-- RECORDS SHOWN follows --

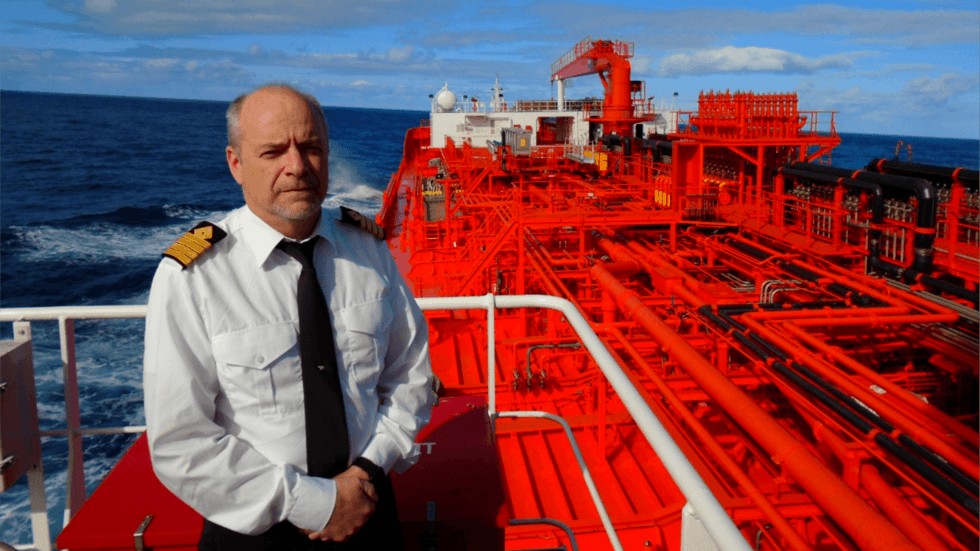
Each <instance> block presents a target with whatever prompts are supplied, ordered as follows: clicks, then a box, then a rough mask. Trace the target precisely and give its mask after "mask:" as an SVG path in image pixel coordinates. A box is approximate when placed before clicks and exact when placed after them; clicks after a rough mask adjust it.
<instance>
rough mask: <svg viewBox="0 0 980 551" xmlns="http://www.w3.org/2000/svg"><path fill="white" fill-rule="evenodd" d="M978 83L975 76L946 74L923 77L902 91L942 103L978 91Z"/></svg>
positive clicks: (925, 76) (972, 75) (904, 88)
mask: <svg viewBox="0 0 980 551" xmlns="http://www.w3.org/2000/svg"><path fill="white" fill-rule="evenodd" d="M978 81H980V79H978V76H977V75H975V74H974V75H961V74H956V73H944V74H942V75H940V76H939V77H937V78H932V77H929V76H927V75H922V76H921V77H918V78H915V79H912V80H910V81H908V82H906V83H905V86H904V87H903V88H902V90H903V91H904V92H907V93H909V94H914V95H919V96H924V97H927V98H931V99H932V100H933V101H936V100H940V101H941V100H946V99H949V98H951V97H954V96H958V95H960V94H963V93H966V92H972V91H974V90H976V89H977V86H978Z"/></svg>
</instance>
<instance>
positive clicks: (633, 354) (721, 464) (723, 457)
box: [599, 326, 813, 551]
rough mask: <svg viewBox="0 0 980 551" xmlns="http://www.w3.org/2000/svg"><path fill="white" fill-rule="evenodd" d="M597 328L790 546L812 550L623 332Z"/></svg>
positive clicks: (809, 550) (787, 521)
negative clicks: (719, 465)
mask: <svg viewBox="0 0 980 551" xmlns="http://www.w3.org/2000/svg"><path fill="white" fill-rule="evenodd" d="M599 329H601V330H603V331H605V332H607V333H610V334H611V335H612V336H613V337H615V338H616V340H618V341H619V343H620V344H622V345H623V348H625V349H626V352H627V353H629V355H630V356H632V358H633V360H634V361H635V362H637V364H639V366H640V369H641V370H642V371H643V373H644V374H646V376H647V377H649V378H650V380H651V381H653V384H654V385H655V386H656V387H657V390H659V391H660V394H661V395H662V396H663V397H664V398H665V399H666V400H667V402H668V403H669V404H670V406H671V408H672V411H675V412H677V413H678V414H680V416H681V418H683V419H684V422H685V423H686V424H687V427H688V428H690V429H691V430H693V431H694V433H695V434H697V436H698V438H700V440H701V442H702V443H703V444H704V445H705V447H707V448H708V450H709V451H711V452H712V453H713V454H714V458H715V460H716V461H718V462H719V463H720V464H721V466H722V467H723V468H724V469H725V472H726V473H727V474H728V475H729V476H731V477H732V478H733V479H735V482H736V483H738V488H739V489H740V490H742V491H744V492H745V494H746V495H747V496H748V497H749V499H751V500H752V502H753V503H755V504H756V505H757V506H758V507H759V510H761V511H762V514H764V515H765V516H766V518H767V519H768V520H769V522H771V523H772V525H773V527H775V528H776V530H777V531H778V532H779V534H780V535H781V536H783V537H784V538H786V539H787V540H788V541H789V543H790V546H791V547H792V548H794V549H798V550H800V551H812V550H813V548H812V547H810V544H808V543H807V542H806V541H804V540H803V538H802V537H800V535H799V534H798V533H797V532H796V530H794V529H793V527H792V526H790V524H789V522H788V521H787V520H786V518H785V517H783V516H782V515H781V514H780V513H779V511H778V510H777V509H776V508H775V507H774V506H773V504H772V503H771V502H770V501H769V500H768V499H767V498H766V496H765V494H763V493H762V491H761V490H759V487H758V486H756V485H755V483H754V482H753V481H752V479H751V478H750V477H749V476H748V475H747V474H745V473H744V472H743V471H742V469H741V467H740V466H739V464H738V463H736V462H735V460H734V459H732V458H731V456H729V455H728V452H726V451H725V449H724V448H723V447H722V446H721V444H719V443H718V441H717V440H715V438H714V436H712V435H711V432H710V431H708V429H707V428H705V426H704V425H703V424H702V423H701V421H700V420H699V419H698V418H697V417H695V416H694V414H693V413H691V410H690V409H688V408H687V406H685V405H684V402H683V401H681V399H680V398H678V397H677V395H676V394H675V393H674V391H672V390H671V389H670V387H669V386H668V385H667V383H665V382H664V380H663V379H662V378H660V376H659V375H657V373H656V371H654V369H653V367H651V366H650V364H649V363H647V362H646V361H645V360H644V359H643V356H642V355H641V354H640V353H639V351H638V350H636V348H634V347H633V345H632V344H630V342H629V341H628V340H627V339H626V335H623V332H622V331H620V330H619V329H617V328H615V327H609V326H600V327H599Z"/></svg>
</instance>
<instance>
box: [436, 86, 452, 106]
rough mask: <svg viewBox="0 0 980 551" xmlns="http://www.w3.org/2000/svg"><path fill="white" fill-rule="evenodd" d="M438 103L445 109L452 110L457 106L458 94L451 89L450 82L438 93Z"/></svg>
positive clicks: (437, 98)
mask: <svg viewBox="0 0 980 551" xmlns="http://www.w3.org/2000/svg"><path fill="white" fill-rule="evenodd" d="M436 103H437V104H438V105H439V108H440V109H442V110H443V111H452V110H453V108H454V107H456V94H454V93H452V92H451V91H450V90H449V84H448V83H447V84H446V85H445V86H443V87H442V90H439V93H438V94H436Z"/></svg>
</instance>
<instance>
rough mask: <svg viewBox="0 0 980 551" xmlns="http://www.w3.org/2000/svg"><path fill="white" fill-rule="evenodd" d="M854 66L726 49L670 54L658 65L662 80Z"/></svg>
mask: <svg viewBox="0 0 980 551" xmlns="http://www.w3.org/2000/svg"><path fill="white" fill-rule="evenodd" d="M852 64H853V59H851V58H850V57H848V56H846V55H833V56H824V57H820V58H816V59H813V58H806V57H803V56H801V55H799V54H794V53H792V52H787V51H785V50H776V49H773V48H756V47H748V48H736V47H734V46H726V47H724V48H715V49H707V50H699V51H696V52H692V53H686V54H673V55H669V56H667V57H665V58H664V59H663V61H661V62H660V75H661V76H678V75H707V74H711V73H795V74H809V73H813V72H816V71H819V70H821V69H828V68H836V69H844V68H847V67H850V66H851V65H852Z"/></svg>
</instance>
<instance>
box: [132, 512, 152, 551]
mask: <svg viewBox="0 0 980 551" xmlns="http://www.w3.org/2000/svg"><path fill="white" fill-rule="evenodd" d="M152 520H153V515H146V517H145V518H144V519H143V522H141V523H140V526H139V528H137V529H136V531H135V532H133V545H134V546H135V549H136V551H144V549H145V548H144V547H143V534H145V533H146V529H147V528H148V527H149V526H150V522H151V521H152Z"/></svg>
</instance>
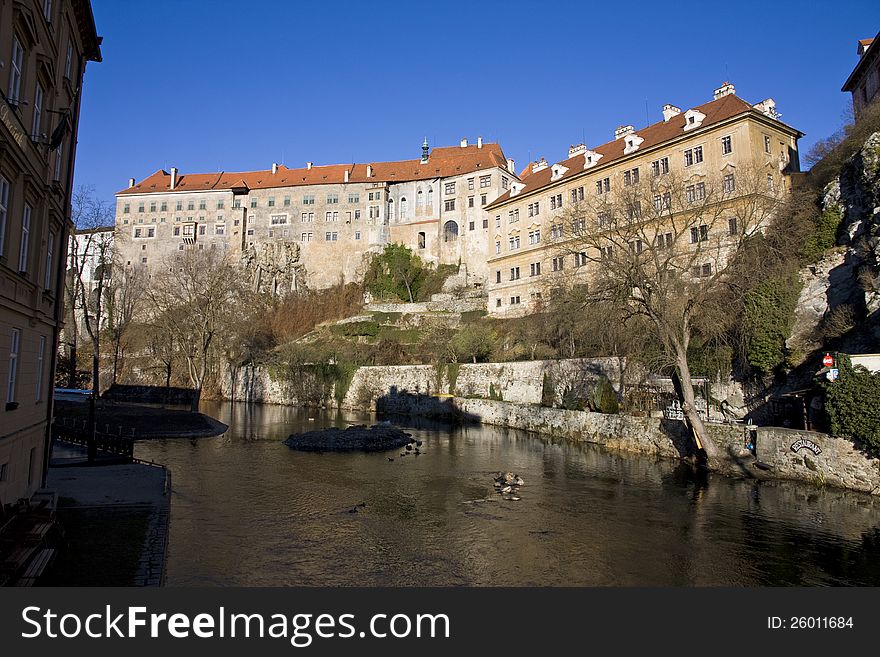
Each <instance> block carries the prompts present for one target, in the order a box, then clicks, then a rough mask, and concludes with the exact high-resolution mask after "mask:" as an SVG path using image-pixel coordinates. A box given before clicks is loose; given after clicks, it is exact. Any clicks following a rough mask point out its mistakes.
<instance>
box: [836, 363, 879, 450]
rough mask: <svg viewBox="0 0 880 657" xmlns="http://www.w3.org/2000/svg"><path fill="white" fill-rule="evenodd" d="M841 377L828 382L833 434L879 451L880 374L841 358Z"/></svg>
mask: <svg viewBox="0 0 880 657" xmlns="http://www.w3.org/2000/svg"><path fill="white" fill-rule="evenodd" d="M839 360H840V362H839V363H838V367H839V369H840V376H839V377H838V379H837V381H828V382H826V383H825V408H826V411H827V413H828V419H829V420H830V421H831V433H832V434H834V435H835V436H839V437H841V438H849V439H850V440H858V441H860V442H863V443H865V444H866V445H867V446H869V447H870V448H872V449H874V450H877V449H880V373H878V372H869V371H868V370H866V369H865V368H864V367H862V366H856V367H853V366H852V363H851V362H850V360H849V358H847V357H846V356H844V357H842V358H840V359H839Z"/></svg>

-- RECORDS SHOWN concluded --

§ **YOUR TASK**
Copy all of the rows above, changing every "rough mask" to "coarse mask" and keeping everything else the same. Leave the pictures out.

§ **SOLVED PROBLEM**
Each <instance> block presents a target with whatever prompts are supplied, ordered as follows: clicks, then a box, then a coarse mask. Trace the target precisely and give its mask after "mask:" as an SVG path in image pixel coordinates. A box is approximate when placed before clicks and exact when placed after them; clicks after a coarse mask adjust it.
<instance>
coarse mask: <svg viewBox="0 0 980 551" xmlns="http://www.w3.org/2000/svg"><path fill="white" fill-rule="evenodd" d="M978 83L975 76L946 74L923 77L902 91L942 103L978 91Z"/></svg>
positive clicks: (925, 76) (972, 75) (904, 88)
mask: <svg viewBox="0 0 980 551" xmlns="http://www.w3.org/2000/svg"><path fill="white" fill-rule="evenodd" d="M978 81H980V79H978V76H977V75H975V74H974V75H961V74H956V73H944V74H942V75H940V76H939V77H937V78H932V77H929V76H927V75H922V76H921V77H918V78H915V79H912V80H910V81H908V82H906V83H905V86H904V87H903V88H902V90H903V91H904V92H907V93H909V94H914V95H919V96H924V97H927V98H931V99H932V100H933V101H936V100H940V101H941V100H946V99H949V98H951V97H954V96H958V95H960V94H963V93H966V92H972V91H974V90H976V89H977V86H978Z"/></svg>
</instance>
<instance>
positive clicks: (633, 354) (721, 464) (723, 457)
box: [599, 326, 813, 551]
coarse mask: <svg viewBox="0 0 980 551" xmlns="http://www.w3.org/2000/svg"><path fill="white" fill-rule="evenodd" d="M597 328L790 546L812 550L623 332Z"/></svg>
positive clicks: (809, 550) (787, 521)
negative clicks: (719, 465)
mask: <svg viewBox="0 0 980 551" xmlns="http://www.w3.org/2000/svg"><path fill="white" fill-rule="evenodd" d="M599 329H601V330H603V331H605V332H607V333H610V334H611V335H612V336H613V337H615V338H616V340H618V341H619V343H620V344H622V345H623V348H625V349H626V352H627V353H629V355H630V356H632V358H633V360H634V361H635V362H637V364H639V366H640V369H641V370H642V371H643V373H644V374H646V376H647V377H649V378H650V380H651V381H653V384H654V385H655V386H656V387H657V390H659V391H660V394H661V395H662V396H663V397H664V398H665V399H666V400H667V402H668V403H669V404H670V406H671V408H672V411H675V412H677V413H678V414H680V416H681V418H683V419H684V422H685V423H686V424H687V427H688V428H690V429H691V430H693V431H694V433H695V434H697V436H698V438H700V440H701V442H702V443H703V444H704V445H705V447H707V448H708V450H709V451H711V452H712V453H713V454H714V458H715V460H716V461H718V462H719V463H720V464H721V466H722V467H723V468H724V469H725V472H726V473H727V474H728V475H729V476H731V477H732V478H733V479H735V482H736V483H738V488H739V489H740V490H742V491H744V492H745V494H746V495H747V496H748V497H749V499H751V500H752V502H753V503H755V504H756V505H757V506H758V507H759V510H761V511H762V514H764V515H765V516H766V518H767V519H768V520H769V522H771V523H772V525H773V527H775V528H776V530H777V531H778V532H779V534H780V535H781V536H783V537H784V538H786V539H787V540H788V541H789V543H790V546H791V547H792V548H794V549H798V550H800V551H812V550H813V548H812V547H810V544H808V543H807V542H806V541H804V540H803V538H802V537H800V535H799V534H798V533H797V532H796V530H794V529H793V527H792V526H790V524H789V522H788V521H787V520H786V518H785V517H783V516H782V515H781V514H780V513H779V511H778V510H777V509H776V508H775V507H774V506H773V504H772V503H771V502H770V501H769V500H768V499H767V498H766V496H765V494H763V493H762V491H761V490H759V487H758V486H756V485H755V483H754V482H753V481H752V479H751V478H750V477H749V476H748V475H747V474H745V473H744V472H743V471H742V469H741V467H740V466H739V464H738V463H736V462H735V460H734V459H732V458H731V456H729V455H728V452H726V451H725V449H724V448H723V447H722V446H721V444H719V443H718V441H717V440H715V438H714V436H712V435H711V432H710V431H708V429H707V428H705V426H704V425H703V424H702V423H701V421H700V420H699V419H698V418H697V417H695V416H694V414H693V413H691V410H690V409H688V408H687V406H685V405H684V402H683V401H681V399H680V398H678V397H677V395H676V394H675V393H674V391H672V390H671V389H670V387H669V386H668V385H667V383H665V382H664V380H663V379H662V378H660V376H659V375H657V373H656V371H654V369H653V367H651V366H650V364H649V363H647V362H646V361H645V360H644V359H643V356H642V355H641V354H640V353H639V351H638V350H636V348H634V347H633V345H632V344H630V342H629V341H628V340H627V339H626V335H623V332H622V331H620V330H619V329H617V328H615V327H609V326H600V327H599Z"/></svg>
</instance>
<instance>
box: [436, 86, 452, 106]
coarse mask: <svg viewBox="0 0 980 551" xmlns="http://www.w3.org/2000/svg"><path fill="white" fill-rule="evenodd" d="M438 103L445 109L452 110L457 106L458 94L451 89L450 82L438 93Z"/></svg>
positive clicks: (437, 98)
mask: <svg viewBox="0 0 980 551" xmlns="http://www.w3.org/2000/svg"><path fill="white" fill-rule="evenodd" d="M436 103H437V104H438V105H439V108H440V109H442V110H443V111H452V110H453V108H454V107H456V94H454V93H452V92H451V91H450V90H449V84H448V83H447V84H446V85H445V86H443V87H442V90H439V93H438V94H436Z"/></svg>
</instance>
<instance>
coarse mask: <svg viewBox="0 0 980 551" xmlns="http://www.w3.org/2000/svg"><path fill="white" fill-rule="evenodd" d="M854 66L726 49L670 54L658 65L662 80Z"/></svg>
mask: <svg viewBox="0 0 980 551" xmlns="http://www.w3.org/2000/svg"><path fill="white" fill-rule="evenodd" d="M852 64H853V59H851V58H850V57H848V56H846V55H833V56H824V57H820V58H816V59H813V58H806V57H803V56H801V55H799V54H794V53H792V52H787V51H785V50H776V49H773V48H756V47H748V48H736V47H734V46H726V47H724V48H715V49H707V50H699V51H696V52H692V53H686V54H673V55H669V56H667V57H665V58H664V59H663V61H661V62H660V75H661V76H678V75H707V74H711V73H795V74H809V73H813V72H816V71H819V70H821V69H828V68H836V69H844V68H847V67H850V66H851V65H852Z"/></svg>
</instance>
<instance>
box: [132, 512, 152, 551]
mask: <svg viewBox="0 0 980 551" xmlns="http://www.w3.org/2000/svg"><path fill="white" fill-rule="evenodd" d="M152 520H153V515H146V517H145V518H144V519H143V522H141V523H140V526H139V528H137V529H136V531H135V532H133V545H134V546H135V549H136V551H144V549H145V548H144V547H143V534H145V533H146V529H147V528H148V527H149V526H150V522H151V521H152Z"/></svg>
</instance>
Each <instance> block carries the prompts present for one target, in the order a box, then clicks, then a coarse mask, and concludes with the exact high-resolution mask after "mask:" as an SVG path using image-pixel coordinates. A box given before clicks is loose; given after clicks, it is exact. Any clicks following a coarse mask point out its mistakes.
<instance>
box: [836, 363, 879, 450]
coarse mask: <svg viewBox="0 0 880 657" xmlns="http://www.w3.org/2000/svg"><path fill="white" fill-rule="evenodd" d="M841 377L828 382L833 434L879 451L880 374L841 358Z"/></svg>
mask: <svg viewBox="0 0 880 657" xmlns="http://www.w3.org/2000/svg"><path fill="white" fill-rule="evenodd" d="M839 360H840V362H839V363H838V367H839V369H840V376H839V377H838V379H837V381H828V382H826V383H825V408H826V411H827V413H828V419H829V420H830V421H831V433H832V434H834V435H835V436H839V437H841V438H849V439H850V440H858V441H860V442H863V443H865V444H866V445H867V446H869V447H870V448H872V449H874V450H877V449H880V373H878V372H869V371H868V370H866V369H865V368H864V367H862V366H856V367H853V366H852V363H851V362H850V360H849V358H847V357H846V356H844V357H842V358H840V359H839Z"/></svg>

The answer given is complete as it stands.